Working data
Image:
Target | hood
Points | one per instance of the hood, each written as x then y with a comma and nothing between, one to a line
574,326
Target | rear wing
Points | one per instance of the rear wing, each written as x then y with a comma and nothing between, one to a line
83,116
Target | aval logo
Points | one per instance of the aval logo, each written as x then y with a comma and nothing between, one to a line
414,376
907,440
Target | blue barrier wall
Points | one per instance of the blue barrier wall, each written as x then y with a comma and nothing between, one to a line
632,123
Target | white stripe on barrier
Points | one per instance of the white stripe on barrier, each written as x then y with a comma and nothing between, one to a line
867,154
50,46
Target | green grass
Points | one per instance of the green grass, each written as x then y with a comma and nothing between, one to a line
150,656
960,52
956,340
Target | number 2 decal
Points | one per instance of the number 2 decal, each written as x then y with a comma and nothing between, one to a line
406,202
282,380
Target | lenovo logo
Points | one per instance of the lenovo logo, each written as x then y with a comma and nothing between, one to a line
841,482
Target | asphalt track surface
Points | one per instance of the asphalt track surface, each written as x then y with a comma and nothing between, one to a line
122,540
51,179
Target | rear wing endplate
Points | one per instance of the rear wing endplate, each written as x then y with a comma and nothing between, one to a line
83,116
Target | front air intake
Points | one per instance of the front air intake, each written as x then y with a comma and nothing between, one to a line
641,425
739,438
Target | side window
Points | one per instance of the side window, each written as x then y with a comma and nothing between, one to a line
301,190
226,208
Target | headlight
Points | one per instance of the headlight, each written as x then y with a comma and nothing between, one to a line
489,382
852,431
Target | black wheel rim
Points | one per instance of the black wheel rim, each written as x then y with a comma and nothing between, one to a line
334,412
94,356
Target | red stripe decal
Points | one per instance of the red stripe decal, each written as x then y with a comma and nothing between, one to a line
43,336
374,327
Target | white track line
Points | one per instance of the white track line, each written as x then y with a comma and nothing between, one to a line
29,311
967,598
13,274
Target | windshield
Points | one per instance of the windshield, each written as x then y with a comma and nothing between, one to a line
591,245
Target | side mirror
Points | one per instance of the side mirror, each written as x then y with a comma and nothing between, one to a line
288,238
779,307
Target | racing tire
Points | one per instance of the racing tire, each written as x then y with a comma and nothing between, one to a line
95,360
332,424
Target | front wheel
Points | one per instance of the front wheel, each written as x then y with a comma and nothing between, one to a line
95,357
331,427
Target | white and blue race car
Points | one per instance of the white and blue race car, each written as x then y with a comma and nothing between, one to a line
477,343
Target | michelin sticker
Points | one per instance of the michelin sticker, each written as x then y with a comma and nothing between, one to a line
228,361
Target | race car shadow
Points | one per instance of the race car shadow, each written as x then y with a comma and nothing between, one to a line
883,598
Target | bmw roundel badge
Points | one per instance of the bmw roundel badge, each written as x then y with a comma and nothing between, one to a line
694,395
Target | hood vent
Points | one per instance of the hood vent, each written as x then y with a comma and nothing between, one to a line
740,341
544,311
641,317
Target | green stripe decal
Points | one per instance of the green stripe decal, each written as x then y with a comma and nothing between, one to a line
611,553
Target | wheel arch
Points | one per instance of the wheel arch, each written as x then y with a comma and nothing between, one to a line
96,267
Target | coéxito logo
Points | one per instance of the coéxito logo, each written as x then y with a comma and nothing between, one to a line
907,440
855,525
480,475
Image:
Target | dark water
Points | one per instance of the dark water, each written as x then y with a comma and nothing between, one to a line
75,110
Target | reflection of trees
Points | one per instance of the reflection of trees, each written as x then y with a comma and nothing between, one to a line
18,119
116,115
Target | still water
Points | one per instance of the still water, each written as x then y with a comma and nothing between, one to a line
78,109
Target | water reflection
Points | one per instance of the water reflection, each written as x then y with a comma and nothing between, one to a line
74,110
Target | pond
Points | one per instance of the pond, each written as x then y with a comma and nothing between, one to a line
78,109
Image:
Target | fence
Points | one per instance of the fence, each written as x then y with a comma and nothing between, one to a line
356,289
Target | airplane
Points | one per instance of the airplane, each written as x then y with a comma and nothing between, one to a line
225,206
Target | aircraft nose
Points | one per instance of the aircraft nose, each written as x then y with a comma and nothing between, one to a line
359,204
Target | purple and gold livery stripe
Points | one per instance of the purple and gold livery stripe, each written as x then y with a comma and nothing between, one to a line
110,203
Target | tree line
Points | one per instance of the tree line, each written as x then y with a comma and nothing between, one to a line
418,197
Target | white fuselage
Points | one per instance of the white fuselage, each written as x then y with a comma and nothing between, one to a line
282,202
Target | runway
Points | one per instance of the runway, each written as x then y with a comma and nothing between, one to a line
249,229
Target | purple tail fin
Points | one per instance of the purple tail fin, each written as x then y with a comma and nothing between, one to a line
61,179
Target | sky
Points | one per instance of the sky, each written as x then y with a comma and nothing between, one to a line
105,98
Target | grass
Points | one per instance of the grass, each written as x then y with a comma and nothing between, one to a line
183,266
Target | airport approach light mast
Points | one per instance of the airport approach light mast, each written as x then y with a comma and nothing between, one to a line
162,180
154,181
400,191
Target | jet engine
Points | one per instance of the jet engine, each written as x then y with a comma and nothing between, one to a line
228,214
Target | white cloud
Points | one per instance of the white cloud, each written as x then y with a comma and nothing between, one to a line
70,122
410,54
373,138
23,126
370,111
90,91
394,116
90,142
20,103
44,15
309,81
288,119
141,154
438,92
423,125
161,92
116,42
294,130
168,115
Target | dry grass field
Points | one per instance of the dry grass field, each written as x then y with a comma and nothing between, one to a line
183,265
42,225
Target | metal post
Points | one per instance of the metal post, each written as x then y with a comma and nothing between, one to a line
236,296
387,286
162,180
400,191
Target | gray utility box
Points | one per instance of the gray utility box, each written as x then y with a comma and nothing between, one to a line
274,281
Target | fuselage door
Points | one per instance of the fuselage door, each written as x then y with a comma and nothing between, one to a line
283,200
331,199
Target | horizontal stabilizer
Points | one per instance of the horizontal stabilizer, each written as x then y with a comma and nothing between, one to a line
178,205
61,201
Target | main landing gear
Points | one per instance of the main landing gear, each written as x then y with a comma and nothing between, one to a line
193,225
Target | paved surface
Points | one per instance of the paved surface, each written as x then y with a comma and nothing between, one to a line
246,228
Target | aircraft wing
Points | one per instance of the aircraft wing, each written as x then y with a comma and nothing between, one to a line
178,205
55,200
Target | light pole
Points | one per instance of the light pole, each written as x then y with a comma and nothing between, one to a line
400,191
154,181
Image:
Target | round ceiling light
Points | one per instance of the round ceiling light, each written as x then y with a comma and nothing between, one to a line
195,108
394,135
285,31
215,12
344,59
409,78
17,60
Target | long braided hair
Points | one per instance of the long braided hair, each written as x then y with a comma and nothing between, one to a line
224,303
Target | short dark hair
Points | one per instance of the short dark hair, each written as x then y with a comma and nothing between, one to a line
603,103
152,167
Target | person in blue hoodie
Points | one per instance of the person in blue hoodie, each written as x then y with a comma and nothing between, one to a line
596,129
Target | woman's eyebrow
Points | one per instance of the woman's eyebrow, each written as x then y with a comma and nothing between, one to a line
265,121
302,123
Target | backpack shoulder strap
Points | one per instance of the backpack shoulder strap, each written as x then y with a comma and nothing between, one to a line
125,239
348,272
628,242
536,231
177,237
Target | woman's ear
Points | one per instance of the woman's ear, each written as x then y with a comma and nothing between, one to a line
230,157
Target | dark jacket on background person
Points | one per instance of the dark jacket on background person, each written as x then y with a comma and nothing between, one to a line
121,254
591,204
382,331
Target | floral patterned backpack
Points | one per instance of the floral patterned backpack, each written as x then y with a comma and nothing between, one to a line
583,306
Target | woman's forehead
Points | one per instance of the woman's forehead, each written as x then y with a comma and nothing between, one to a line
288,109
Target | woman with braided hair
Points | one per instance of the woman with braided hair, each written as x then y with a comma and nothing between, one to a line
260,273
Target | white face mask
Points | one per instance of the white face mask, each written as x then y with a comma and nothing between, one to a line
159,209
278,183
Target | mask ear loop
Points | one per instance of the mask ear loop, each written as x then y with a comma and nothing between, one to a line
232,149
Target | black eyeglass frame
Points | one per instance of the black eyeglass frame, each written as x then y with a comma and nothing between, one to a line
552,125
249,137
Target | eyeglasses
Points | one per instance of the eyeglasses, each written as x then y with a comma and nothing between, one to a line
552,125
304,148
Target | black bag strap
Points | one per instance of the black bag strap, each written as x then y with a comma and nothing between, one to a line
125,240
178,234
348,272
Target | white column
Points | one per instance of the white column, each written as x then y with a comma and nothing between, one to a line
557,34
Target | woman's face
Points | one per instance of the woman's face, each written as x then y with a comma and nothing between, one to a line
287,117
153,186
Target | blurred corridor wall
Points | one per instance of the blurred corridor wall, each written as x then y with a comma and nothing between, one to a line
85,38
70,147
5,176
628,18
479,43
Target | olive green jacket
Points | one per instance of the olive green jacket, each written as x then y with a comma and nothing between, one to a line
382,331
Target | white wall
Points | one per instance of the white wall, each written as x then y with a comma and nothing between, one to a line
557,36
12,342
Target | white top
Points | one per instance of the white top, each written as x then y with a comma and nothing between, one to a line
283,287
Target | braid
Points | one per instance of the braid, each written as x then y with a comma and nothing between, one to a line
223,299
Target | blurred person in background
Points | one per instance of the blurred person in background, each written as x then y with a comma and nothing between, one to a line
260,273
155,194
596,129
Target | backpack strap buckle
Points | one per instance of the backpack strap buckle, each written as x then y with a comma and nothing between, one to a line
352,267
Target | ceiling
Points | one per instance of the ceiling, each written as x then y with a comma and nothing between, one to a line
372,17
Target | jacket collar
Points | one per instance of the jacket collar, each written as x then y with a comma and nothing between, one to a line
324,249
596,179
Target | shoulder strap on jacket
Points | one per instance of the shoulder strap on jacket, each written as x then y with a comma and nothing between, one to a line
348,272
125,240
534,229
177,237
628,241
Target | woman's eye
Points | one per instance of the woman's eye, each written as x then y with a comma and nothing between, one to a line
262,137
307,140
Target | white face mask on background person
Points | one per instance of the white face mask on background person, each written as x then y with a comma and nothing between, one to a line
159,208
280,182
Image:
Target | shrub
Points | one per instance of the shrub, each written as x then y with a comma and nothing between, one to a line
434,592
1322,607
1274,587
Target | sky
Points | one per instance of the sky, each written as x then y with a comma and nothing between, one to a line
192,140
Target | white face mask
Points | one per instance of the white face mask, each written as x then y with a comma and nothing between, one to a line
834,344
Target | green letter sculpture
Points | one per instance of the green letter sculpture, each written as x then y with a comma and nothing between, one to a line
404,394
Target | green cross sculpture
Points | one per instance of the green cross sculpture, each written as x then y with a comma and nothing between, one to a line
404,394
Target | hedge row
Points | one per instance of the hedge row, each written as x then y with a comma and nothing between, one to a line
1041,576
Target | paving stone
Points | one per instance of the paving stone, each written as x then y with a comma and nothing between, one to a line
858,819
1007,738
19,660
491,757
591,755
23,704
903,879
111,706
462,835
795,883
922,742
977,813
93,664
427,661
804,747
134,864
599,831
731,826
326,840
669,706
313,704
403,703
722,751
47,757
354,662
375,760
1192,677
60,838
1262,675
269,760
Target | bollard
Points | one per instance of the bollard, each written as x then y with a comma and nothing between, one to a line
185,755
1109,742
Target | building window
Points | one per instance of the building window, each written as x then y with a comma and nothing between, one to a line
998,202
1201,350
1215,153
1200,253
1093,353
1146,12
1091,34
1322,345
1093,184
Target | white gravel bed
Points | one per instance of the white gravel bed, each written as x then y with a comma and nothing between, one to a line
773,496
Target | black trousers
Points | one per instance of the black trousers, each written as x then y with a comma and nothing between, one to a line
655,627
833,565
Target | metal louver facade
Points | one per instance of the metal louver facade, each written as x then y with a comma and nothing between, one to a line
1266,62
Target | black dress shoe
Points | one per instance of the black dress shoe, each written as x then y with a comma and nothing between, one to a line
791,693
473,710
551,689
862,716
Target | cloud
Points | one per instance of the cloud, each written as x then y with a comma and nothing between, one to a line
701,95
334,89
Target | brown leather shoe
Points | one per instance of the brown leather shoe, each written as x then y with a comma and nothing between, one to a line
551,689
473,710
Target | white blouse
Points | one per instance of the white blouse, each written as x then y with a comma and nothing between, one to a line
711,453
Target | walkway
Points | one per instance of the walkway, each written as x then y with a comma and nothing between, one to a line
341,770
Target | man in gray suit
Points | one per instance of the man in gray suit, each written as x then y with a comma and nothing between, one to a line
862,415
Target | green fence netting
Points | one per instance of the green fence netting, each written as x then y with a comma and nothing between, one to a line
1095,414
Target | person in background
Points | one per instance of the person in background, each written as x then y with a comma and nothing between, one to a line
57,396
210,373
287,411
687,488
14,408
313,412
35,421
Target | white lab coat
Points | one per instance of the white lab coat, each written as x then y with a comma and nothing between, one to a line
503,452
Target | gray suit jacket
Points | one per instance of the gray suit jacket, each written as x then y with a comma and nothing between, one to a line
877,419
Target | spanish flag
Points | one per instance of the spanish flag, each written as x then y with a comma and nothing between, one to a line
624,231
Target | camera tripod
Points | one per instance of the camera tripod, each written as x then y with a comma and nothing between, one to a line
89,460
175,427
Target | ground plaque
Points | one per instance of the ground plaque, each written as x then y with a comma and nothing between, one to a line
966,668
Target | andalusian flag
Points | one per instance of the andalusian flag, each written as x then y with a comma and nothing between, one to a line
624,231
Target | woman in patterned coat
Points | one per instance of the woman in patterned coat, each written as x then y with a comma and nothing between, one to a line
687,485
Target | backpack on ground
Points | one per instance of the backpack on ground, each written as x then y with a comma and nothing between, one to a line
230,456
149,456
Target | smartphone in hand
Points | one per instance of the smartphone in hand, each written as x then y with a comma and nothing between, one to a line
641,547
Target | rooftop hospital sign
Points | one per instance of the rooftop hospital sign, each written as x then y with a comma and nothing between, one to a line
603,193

Task directions
Your reply should be an exact copy of every line from the line with "Points | one per instance of the woman in" through the final line of the data, and nothing more.

Solution to this task
Points | one per instance of the woman in patterned coat, each written as x then y with a comma and nothing between, one to a line
687,485
Target | backpack on ground
Points | one per instance of the backpack on ground, each written as x then y with a comma and nothing between, one to a line
230,456
149,456
Target | smartphone in hand
Points | one per instance of the smartphone in hand, each written as x then y with a comma and nothing between, one to a line
641,547
Target | rooftop hospital sign
Points | one per instance of the rooftop hospital sign, each written as x then y with a comma and nothing between, one to a line
603,193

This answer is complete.